Records from a point-labeling set:
'''

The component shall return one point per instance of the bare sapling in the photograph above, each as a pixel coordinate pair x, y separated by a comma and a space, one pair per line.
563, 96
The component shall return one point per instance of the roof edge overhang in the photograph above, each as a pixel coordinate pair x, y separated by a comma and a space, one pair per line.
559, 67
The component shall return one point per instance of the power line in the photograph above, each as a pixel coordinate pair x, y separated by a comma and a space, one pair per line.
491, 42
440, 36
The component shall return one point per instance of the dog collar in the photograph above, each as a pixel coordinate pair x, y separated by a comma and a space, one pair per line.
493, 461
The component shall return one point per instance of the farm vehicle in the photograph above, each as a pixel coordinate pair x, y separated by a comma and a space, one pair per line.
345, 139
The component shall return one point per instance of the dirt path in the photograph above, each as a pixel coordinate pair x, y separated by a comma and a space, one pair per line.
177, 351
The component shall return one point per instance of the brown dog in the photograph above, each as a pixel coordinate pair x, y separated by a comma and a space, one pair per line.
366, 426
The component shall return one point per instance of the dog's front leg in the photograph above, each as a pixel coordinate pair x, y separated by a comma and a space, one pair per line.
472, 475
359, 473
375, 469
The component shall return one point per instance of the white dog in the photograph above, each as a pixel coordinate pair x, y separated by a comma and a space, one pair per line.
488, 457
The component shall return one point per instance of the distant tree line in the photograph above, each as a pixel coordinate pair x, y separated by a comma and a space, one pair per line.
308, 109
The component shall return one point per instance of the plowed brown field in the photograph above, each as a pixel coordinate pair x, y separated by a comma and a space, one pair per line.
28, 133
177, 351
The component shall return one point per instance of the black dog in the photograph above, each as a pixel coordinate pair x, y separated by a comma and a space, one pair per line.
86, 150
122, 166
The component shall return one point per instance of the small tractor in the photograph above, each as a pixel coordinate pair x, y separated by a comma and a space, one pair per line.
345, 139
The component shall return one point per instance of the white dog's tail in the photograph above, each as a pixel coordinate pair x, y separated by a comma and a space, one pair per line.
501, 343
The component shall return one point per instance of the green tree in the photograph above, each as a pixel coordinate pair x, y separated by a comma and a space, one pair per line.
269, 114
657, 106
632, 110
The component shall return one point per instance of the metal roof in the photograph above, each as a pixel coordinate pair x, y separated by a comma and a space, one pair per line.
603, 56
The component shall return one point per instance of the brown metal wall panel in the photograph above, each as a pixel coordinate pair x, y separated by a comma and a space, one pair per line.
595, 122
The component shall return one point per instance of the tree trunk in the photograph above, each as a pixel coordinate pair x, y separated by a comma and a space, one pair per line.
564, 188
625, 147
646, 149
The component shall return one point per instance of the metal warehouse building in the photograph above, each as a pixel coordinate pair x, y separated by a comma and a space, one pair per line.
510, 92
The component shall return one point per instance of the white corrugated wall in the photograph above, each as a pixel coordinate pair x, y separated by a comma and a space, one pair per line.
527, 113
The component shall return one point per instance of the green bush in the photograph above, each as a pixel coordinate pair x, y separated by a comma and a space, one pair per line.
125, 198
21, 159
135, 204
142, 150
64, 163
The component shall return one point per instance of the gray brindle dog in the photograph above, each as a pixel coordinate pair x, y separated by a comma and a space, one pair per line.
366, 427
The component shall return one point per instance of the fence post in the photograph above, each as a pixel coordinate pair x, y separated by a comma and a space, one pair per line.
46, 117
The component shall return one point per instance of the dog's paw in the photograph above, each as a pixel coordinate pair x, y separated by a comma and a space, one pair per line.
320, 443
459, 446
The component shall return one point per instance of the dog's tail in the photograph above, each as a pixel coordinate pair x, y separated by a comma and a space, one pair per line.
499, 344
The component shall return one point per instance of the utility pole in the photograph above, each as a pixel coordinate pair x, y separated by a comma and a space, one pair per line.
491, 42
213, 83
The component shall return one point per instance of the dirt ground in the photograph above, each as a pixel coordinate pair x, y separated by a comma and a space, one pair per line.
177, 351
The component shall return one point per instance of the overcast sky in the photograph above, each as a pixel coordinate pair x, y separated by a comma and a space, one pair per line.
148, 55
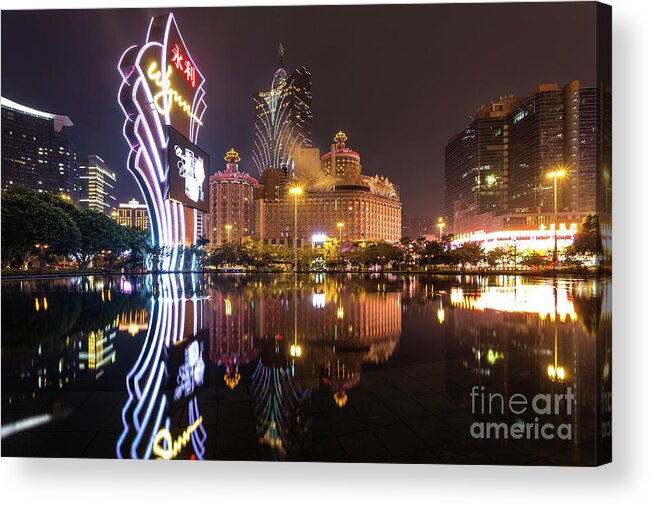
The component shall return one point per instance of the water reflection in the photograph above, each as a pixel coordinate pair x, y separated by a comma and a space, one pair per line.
259, 367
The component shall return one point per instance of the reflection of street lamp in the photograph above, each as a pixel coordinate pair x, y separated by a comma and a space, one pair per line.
340, 226
556, 174
441, 226
42, 248
296, 191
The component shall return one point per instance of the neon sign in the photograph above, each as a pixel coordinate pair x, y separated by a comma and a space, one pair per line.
172, 448
184, 65
167, 95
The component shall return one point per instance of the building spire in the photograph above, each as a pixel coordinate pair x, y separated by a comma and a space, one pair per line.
281, 56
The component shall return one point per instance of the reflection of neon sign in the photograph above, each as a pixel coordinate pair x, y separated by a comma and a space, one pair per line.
172, 449
191, 169
167, 95
191, 372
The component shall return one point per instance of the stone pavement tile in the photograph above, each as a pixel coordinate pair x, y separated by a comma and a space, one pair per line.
399, 439
413, 387
436, 403
361, 396
324, 450
418, 457
406, 408
376, 414
317, 428
47, 444
435, 433
461, 452
344, 420
235, 436
581, 455
364, 447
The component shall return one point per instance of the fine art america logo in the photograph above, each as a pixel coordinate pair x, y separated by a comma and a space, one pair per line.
192, 170
545, 409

'''

**Given problem**
Copy all of the lines above word for word, leaving the pictures out of your answer.

**Answer for this exercise**
The component shall return one point per instance of the bare sapling in the photograph above, each as a pixel coordinate pair x, y separated by a comma and a space, one pair per line.
563, 96
The component shall return one point per instance of the roof edge overhang in the photograph above, each as a pixel coordinate pair x, y separated by a comma and a space, one pair per line.
559, 67
The component shall return one point per instance of the power line in the photograph above, each as a pixel coordinate pair x, y separated by a comma and a space, one pair per line.
491, 42
440, 36
The component shall return one point per instance of the dog collar in the photograph above, each as a pixel coordinate pair x, y separated by a comma and a space, one pair per line.
493, 461
The component shall return one point per instance of the farm vehicle in the photograph above, each as a pixel coordinate pair x, y separated by a comma and a space, one pair per line.
345, 139
The component shall return one point per instance of the dirt path in the photograph above, each as a pixel coordinate pair x, y separated by a comma and a space, one pair per line.
177, 351
The component shall return one point per instance of the brown dog in the photograph above, each as a pixel coordinate pair x, y separated by a comma and a space, one pair per line.
366, 426
The component shall return one point per instance of the dog's front leg in the photograph above, each as a pixel coordinate pair x, y separated by a comma and a space, one pair per line.
472, 475
359, 473
375, 469
The component shall return one point per instance of the white dog in the photograph above, each as a pixel coordinate pair x, y separated by a comma and a space, one pair per line.
488, 457
The component shall return one point per instance of the distant tree line in the photograph above, each as a pixel coordinate pair x, y separated by a comma and a space, one pair per line.
308, 109
The component shall return one point per instance of the plowed brown field in the photograph above, each as a pixel coordinate pair x, y separated by a comma and a space, one pair per line.
28, 133
177, 351
The component shall return one point per instance of the black dog in the photograph above, each as a pixel coordinate pair x, y separated by a comma and a space, one pair per line.
86, 150
122, 166
The component shall return one point per instance of the small tractor in the photograph above, each as a pixel coordinate pair x, y separated by a comma and a space, one pair per line.
345, 139
The component shall return one point per instance of the white dog's tail in the photograph above, each as a pixel coordinate pair x, y separated by a comma and a space, one pair per line.
501, 343
The component shall return one point per instance of the green tree in the photograph above, each as a pixel coordinate pair x, y separated by a comma and a space, one pair per line.
269, 114
657, 106
632, 110
The component shall return one point per instance of the metal roof in the photograph above, each as a pixel coordinate pair x, y separated by a comma and a space, one pair per line.
603, 56
The component shall return one point per instance of the brown metal wall panel in the photograph above, each as a pixel coordinate pair x, y separated by a comma and a space, one pair per line.
595, 122
The component shall return one point per instance of the tree trunk in the photograph above, each as a pixel coordinate pair x, y separated by a comma and a space, one pair per line.
564, 188
625, 147
646, 149
The component shall return one point per instance of the metal warehouse building in the photograph above, each as a pixel coordinate pair x, y separated by a comma and a space, one pair per line.
510, 92
The component shall return one point per instance of the white corrugated wall in the photograph above, each as a pixel coordinate pair x, y separated by a comma and a space, one pair per line.
527, 113
The component shall return one point per instance of the green bush in the photograph above, each as a pixel coordinate pair x, y separated by a comma and a space, one pair per line.
125, 198
21, 159
135, 204
142, 150
64, 163
The component shall return one point per instance of the gray brindle dog in the photograph above, each as a pixel coordinate pair x, y separated by a comma and a space, one pair per line.
366, 427
The component shall return one point per instance of the fence post in the photograph above, each as a pixel coordinate pair x, y separated by a comma and a space, one pair per line.
46, 117
The component shall return one point per instance of the dog's paw in the photograph above, each as a pixel coordinate pair x, y separated by a comma and a space, one pair per line.
320, 443
459, 446
The component shall return one point per instance of the dog's tail in the photograph above, each as a pixel coordinate pair x, y separated by a comma and a space, one pair per line.
499, 344
The component shall return one point per instance of the utility pole in the photograph above, each as a pixel coordinate pair x, y separated by a comma and a space, one pair per line.
491, 42
213, 83
The component shall return one point per instance of the dirt ground in the photograph above, each as a pixel coordinate pair x, y separated by a comma and a space, one pair per line.
177, 351
The component shall return one point per instance of the overcast sky in the photograph above, each as a pixel coordinate pair x, y separated by a comma and a space, one pair per line.
148, 55
The component shall return one point per instance of the water reflection in the photograph above, each as a pixel coordinate pair x, y separated by a comma and a space, one pair per line.
259, 367
The component shall return one point per instance of the reflection of street lamp in the photograph above, each as a pixel coordinate pair x, y separated by a comma and a space, one pair per line.
340, 226
556, 174
441, 226
42, 248
296, 191
The component shall return one point per instance of the neon sign in the photograph above, each as a pixel coordinate pair x, y separated by a comma and a space, one pair per line.
172, 448
184, 65
167, 95
The component shall return one point per instance of the building spire in the photograph above, each as a pixel coordinate pair x, y separated by a comma and a space, one pair per line.
281, 56
The component shall return one point per instance of the reflection of neon sign in the photograph above, each as a pixel coordinate pair x, y separated by a comma and a space, one pair per line.
172, 449
191, 169
167, 95
191, 372
The component shall return one point per instance of the stone pavement tile in the photograph above, each as a pixel coordinate pair x, y separated by a comma and a space, one pair per line.
399, 439
413, 387
436, 403
361, 396
324, 450
418, 457
406, 408
376, 414
317, 428
47, 444
435, 433
461, 452
344, 420
235, 436
581, 455
364, 447
The component shall return one point per instance of the fine art america logo in the photograph above, each as a pixel coordinate pair x, y separated by a comma and a space, one pair per line.
192, 170
545, 409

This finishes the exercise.